● Your task: Return, without any change, the lines below that begin with the line containing "In this exercise you will locate the woman's eyebrow" and run through the line containing "[(400, 413), (230, 397), (179, 376), (422, 387)]", including both of those lines and no others.

— Begin —

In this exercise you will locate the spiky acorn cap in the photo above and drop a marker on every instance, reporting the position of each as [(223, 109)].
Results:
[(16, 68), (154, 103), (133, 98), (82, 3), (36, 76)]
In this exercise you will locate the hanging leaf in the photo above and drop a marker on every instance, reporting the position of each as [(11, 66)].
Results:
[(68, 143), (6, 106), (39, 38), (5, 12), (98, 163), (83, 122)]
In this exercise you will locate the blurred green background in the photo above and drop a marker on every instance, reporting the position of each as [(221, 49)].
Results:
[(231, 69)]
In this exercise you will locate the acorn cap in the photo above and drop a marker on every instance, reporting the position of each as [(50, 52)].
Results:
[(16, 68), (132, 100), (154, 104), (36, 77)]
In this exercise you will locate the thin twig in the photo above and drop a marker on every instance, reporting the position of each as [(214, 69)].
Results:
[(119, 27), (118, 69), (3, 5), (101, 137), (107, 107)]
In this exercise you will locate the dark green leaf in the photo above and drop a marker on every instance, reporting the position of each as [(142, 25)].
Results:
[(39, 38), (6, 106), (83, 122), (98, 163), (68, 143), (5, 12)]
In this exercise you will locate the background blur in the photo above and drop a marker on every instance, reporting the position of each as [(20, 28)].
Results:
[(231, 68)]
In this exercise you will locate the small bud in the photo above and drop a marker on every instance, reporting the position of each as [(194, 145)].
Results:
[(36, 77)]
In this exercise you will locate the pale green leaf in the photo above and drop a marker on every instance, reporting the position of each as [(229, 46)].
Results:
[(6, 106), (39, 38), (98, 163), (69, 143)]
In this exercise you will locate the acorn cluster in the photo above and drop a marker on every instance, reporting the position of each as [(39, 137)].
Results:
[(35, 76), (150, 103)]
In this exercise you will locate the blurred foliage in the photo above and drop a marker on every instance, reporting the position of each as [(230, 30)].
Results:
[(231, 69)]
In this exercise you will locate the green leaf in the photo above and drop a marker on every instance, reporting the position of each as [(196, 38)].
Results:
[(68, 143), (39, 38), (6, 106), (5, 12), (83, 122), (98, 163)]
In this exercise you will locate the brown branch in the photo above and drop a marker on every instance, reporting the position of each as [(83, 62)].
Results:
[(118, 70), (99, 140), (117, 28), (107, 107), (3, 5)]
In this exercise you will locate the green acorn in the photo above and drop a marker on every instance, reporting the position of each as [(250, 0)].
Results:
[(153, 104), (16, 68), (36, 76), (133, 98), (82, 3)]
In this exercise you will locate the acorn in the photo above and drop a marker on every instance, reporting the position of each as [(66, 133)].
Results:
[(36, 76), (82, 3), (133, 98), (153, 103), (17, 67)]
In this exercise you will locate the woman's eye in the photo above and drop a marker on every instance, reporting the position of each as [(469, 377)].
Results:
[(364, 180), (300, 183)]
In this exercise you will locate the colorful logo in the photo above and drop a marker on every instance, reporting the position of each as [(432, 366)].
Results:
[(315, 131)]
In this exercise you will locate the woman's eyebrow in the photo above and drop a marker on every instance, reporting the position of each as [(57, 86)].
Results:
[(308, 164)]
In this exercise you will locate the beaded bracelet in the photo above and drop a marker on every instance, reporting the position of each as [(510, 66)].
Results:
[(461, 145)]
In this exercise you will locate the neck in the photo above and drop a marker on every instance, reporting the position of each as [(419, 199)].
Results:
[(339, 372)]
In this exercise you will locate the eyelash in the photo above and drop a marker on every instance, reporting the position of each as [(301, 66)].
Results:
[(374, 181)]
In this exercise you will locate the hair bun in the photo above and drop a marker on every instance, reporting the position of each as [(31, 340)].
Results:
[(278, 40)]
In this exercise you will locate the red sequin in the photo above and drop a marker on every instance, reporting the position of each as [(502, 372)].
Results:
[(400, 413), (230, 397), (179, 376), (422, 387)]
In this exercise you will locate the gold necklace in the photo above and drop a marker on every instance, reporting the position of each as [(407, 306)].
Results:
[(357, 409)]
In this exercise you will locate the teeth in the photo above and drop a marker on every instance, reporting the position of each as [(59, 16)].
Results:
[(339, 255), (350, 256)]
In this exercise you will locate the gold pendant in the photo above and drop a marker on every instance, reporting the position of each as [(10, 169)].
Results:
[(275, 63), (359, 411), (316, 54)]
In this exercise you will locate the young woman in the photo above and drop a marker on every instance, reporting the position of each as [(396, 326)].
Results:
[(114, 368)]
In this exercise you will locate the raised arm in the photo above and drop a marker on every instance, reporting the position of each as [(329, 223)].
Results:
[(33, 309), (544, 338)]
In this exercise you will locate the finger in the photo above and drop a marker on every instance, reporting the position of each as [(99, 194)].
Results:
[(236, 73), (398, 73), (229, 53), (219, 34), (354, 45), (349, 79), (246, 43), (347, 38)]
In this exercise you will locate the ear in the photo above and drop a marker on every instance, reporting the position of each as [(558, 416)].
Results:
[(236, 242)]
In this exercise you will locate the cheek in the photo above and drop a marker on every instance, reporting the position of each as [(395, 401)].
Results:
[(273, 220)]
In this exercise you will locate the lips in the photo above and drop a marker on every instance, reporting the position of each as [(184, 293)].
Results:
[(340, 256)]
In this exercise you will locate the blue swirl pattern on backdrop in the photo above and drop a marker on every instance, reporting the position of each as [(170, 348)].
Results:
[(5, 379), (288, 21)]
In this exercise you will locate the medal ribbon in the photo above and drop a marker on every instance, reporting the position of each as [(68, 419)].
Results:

— End —

● Answer to this problem:
In this exercise you will locate the woman's eyebrow in the photo above and drop a marker on every instance, reporting the position of each as [(57, 86)].
Results:
[(308, 164)]
In this exercise you will locate the beaded bracelet in the photo above and drop a marker on every instance, reporting the position of each as [(510, 66)].
Results:
[(461, 145)]
In this exercise you will locate the neck in the photo above and drop a marker on every instance, reporting the position of each as [(419, 199)].
Results:
[(339, 372)]
In this exercise you will locate the eyelash in the photo above and drop a marker on every instance, reporting the position of each as [(301, 66)].
Results:
[(374, 181)]
In this exercise you will locate the hair bun in the photo above and drop a marker on every instance, reporting the position of each as [(31, 340)].
Results:
[(278, 40)]
In this exercise you will locate the red sequin in the photo above and drop a marker on every instance, reporting the position of each as [(502, 372)].
Results:
[(400, 413), (230, 397), (179, 376), (422, 387)]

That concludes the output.